◆ **REQUIRED WORK**
Gather every line below where "shirt" appears.
==================================================
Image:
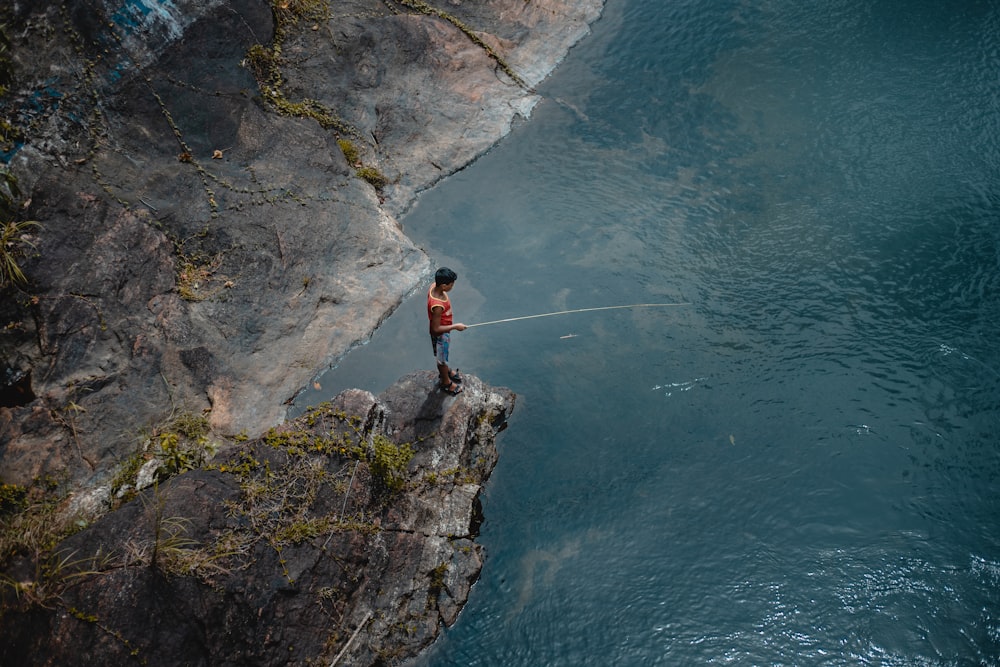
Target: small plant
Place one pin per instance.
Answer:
(12, 244)
(351, 153)
(373, 176)
(12, 498)
(390, 462)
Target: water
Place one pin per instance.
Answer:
(802, 466)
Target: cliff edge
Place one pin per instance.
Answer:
(342, 537)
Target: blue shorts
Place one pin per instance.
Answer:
(440, 345)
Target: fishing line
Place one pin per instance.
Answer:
(578, 310)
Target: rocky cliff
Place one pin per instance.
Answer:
(216, 185)
(342, 537)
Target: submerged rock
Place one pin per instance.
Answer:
(348, 532)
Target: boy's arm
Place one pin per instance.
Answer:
(436, 328)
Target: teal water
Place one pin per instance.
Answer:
(802, 467)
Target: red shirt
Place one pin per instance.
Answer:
(434, 302)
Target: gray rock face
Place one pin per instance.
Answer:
(200, 251)
(302, 547)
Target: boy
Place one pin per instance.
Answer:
(439, 314)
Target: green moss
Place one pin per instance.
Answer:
(390, 462)
(351, 153)
(372, 176)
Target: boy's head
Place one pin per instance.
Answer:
(445, 276)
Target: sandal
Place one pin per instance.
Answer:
(454, 389)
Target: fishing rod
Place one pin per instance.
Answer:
(578, 310)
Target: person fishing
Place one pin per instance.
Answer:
(440, 316)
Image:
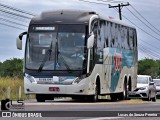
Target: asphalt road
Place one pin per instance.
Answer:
(67, 109)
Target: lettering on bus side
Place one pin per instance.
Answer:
(117, 62)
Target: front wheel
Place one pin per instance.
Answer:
(40, 98)
(94, 98)
(154, 98)
(123, 95)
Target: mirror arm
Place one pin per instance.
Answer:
(21, 35)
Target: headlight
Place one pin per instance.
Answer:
(142, 88)
(76, 80)
(30, 78)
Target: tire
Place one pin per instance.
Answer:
(113, 97)
(40, 98)
(149, 96)
(154, 98)
(123, 95)
(94, 98)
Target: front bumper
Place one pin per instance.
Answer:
(80, 88)
(138, 94)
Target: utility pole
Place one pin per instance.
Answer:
(120, 6)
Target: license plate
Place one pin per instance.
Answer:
(54, 89)
(132, 93)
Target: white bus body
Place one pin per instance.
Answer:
(107, 64)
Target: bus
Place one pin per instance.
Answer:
(79, 54)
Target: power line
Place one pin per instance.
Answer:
(149, 44)
(14, 17)
(142, 21)
(145, 19)
(16, 9)
(12, 13)
(93, 2)
(140, 28)
(12, 26)
(149, 51)
(5, 20)
(144, 52)
(119, 6)
(153, 51)
(149, 54)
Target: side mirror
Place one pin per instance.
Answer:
(151, 83)
(90, 41)
(19, 43)
(19, 40)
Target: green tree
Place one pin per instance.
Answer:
(149, 67)
(12, 68)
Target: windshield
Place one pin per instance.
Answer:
(157, 82)
(142, 80)
(61, 48)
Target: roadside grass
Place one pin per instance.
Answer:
(14, 84)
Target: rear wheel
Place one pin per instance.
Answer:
(154, 98)
(94, 98)
(43, 97)
(40, 98)
(123, 95)
(113, 97)
(149, 96)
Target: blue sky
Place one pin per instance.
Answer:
(150, 9)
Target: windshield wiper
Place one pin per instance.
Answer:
(63, 60)
(49, 51)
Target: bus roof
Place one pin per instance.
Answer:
(70, 17)
(63, 17)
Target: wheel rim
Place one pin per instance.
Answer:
(96, 93)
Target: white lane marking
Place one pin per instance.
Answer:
(102, 118)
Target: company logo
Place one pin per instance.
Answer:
(6, 114)
(117, 62)
(12, 105)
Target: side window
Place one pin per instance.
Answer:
(150, 79)
(124, 37)
(131, 39)
(135, 39)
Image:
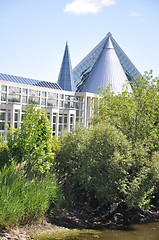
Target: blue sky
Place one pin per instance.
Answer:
(33, 33)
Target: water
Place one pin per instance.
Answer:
(134, 232)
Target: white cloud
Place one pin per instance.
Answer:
(87, 6)
(135, 14)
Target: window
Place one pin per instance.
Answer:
(16, 117)
(24, 91)
(3, 88)
(3, 97)
(2, 120)
(24, 99)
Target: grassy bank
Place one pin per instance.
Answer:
(23, 200)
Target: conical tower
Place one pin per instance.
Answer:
(107, 71)
(82, 71)
(65, 79)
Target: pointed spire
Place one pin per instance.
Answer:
(65, 79)
(107, 71)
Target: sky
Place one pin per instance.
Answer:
(33, 33)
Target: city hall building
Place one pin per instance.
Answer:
(71, 99)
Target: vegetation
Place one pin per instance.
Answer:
(115, 160)
(28, 185)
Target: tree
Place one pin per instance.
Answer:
(32, 142)
(94, 163)
(135, 114)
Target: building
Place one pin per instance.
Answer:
(69, 100)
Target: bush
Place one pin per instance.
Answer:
(23, 200)
(4, 154)
(31, 144)
(94, 164)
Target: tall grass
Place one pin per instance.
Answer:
(22, 200)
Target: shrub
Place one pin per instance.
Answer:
(94, 164)
(23, 200)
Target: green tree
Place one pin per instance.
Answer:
(94, 163)
(31, 144)
(135, 114)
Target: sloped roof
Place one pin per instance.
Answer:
(107, 71)
(82, 71)
(29, 81)
(65, 79)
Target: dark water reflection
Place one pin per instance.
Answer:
(135, 232)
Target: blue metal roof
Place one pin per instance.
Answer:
(82, 71)
(107, 71)
(28, 81)
(65, 79)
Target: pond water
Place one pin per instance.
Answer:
(134, 232)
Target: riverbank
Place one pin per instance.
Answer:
(81, 218)
(30, 231)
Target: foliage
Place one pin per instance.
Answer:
(32, 142)
(94, 163)
(135, 114)
(4, 154)
(23, 200)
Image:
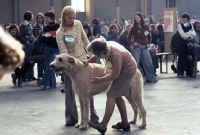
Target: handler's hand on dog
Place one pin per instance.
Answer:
(95, 80)
(85, 62)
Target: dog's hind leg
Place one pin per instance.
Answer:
(134, 107)
(82, 113)
(137, 96)
(86, 104)
(194, 69)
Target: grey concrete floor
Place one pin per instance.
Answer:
(172, 105)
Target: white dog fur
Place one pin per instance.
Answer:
(82, 85)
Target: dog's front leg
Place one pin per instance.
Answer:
(86, 103)
(195, 68)
(134, 107)
(78, 125)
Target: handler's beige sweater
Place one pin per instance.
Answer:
(75, 48)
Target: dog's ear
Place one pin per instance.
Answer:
(71, 60)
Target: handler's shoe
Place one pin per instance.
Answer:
(121, 126)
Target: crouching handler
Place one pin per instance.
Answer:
(123, 68)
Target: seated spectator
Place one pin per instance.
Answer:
(112, 33)
(88, 32)
(122, 38)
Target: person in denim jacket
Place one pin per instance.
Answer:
(140, 44)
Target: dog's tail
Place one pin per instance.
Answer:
(137, 94)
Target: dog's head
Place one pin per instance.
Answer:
(190, 43)
(64, 62)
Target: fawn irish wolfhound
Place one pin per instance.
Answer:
(82, 85)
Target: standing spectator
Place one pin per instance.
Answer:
(185, 30)
(160, 19)
(112, 33)
(197, 30)
(11, 53)
(96, 28)
(104, 29)
(26, 36)
(161, 38)
(116, 22)
(154, 34)
(124, 23)
(71, 38)
(151, 20)
(193, 19)
(50, 50)
(37, 29)
(122, 38)
(140, 45)
(146, 19)
(88, 32)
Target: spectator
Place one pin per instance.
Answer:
(122, 38)
(154, 34)
(161, 20)
(116, 22)
(124, 67)
(26, 37)
(151, 20)
(112, 33)
(140, 45)
(193, 19)
(11, 53)
(197, 30)
(124, 23)
(37, 29)
(50, 50)
(22, 70)
(104, 29)
(88, 32)
(186, 31)
(161, 38)
(96, 28)
(71, 38)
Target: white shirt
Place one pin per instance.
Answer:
(188, 34)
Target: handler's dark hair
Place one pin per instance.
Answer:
(28, 15)
(185, 15)
(195, 24)
(50, 14)
(98, 46)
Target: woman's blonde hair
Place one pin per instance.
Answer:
(67, 10)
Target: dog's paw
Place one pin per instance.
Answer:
(132, 122)
(77, 125)
(82, 127)
(142, 126)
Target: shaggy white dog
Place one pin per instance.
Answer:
(82, 85)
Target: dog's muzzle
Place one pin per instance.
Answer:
(54, 68)
(190, 45)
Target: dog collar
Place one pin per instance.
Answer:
(76, 72)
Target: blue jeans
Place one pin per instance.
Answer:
(49, 78)
(27, 50)
(141, 54)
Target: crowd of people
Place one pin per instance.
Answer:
(47, 38)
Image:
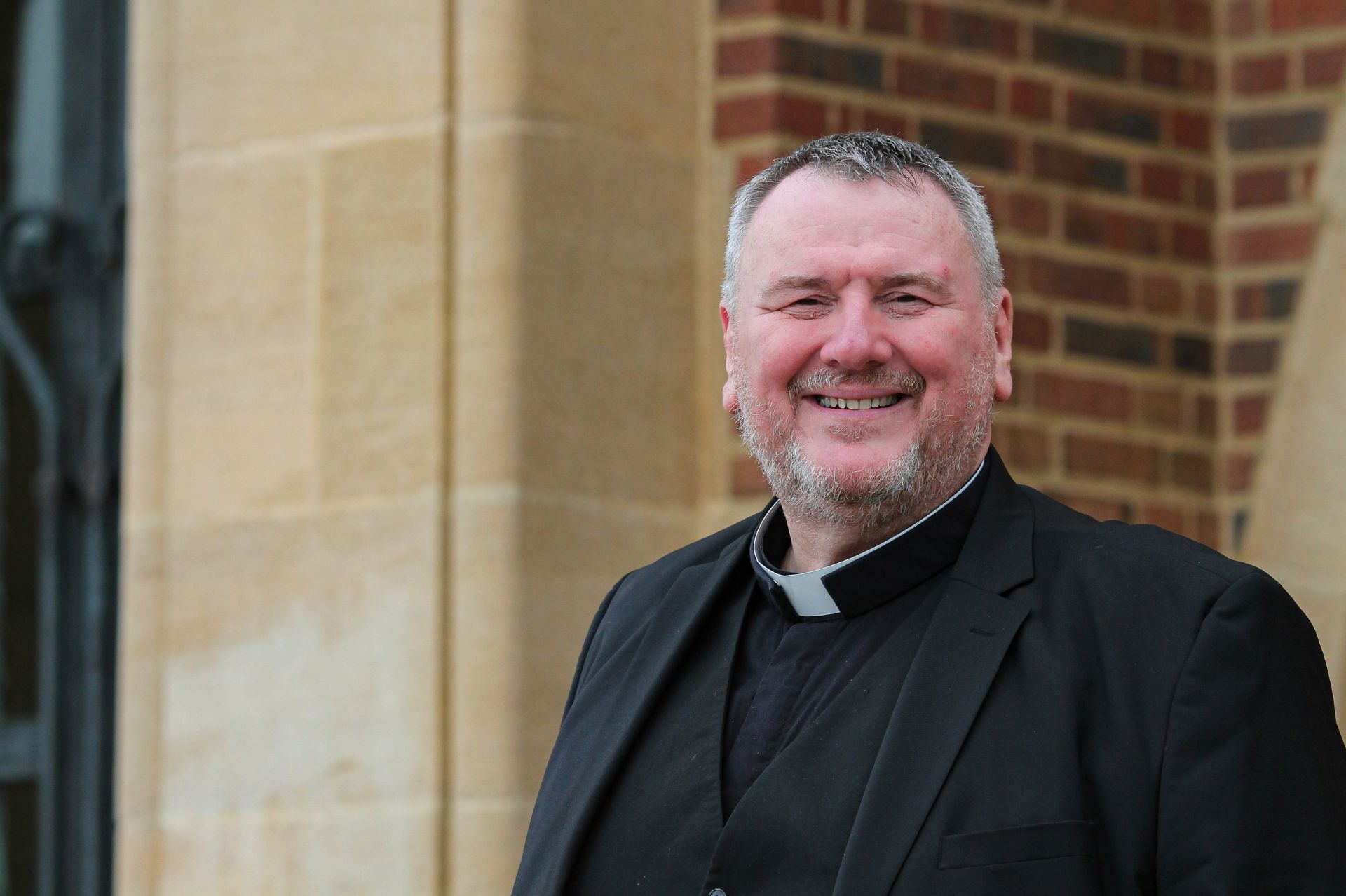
==================================================
◆ **SOLUTION**
Target: red shirt
Target: white shirt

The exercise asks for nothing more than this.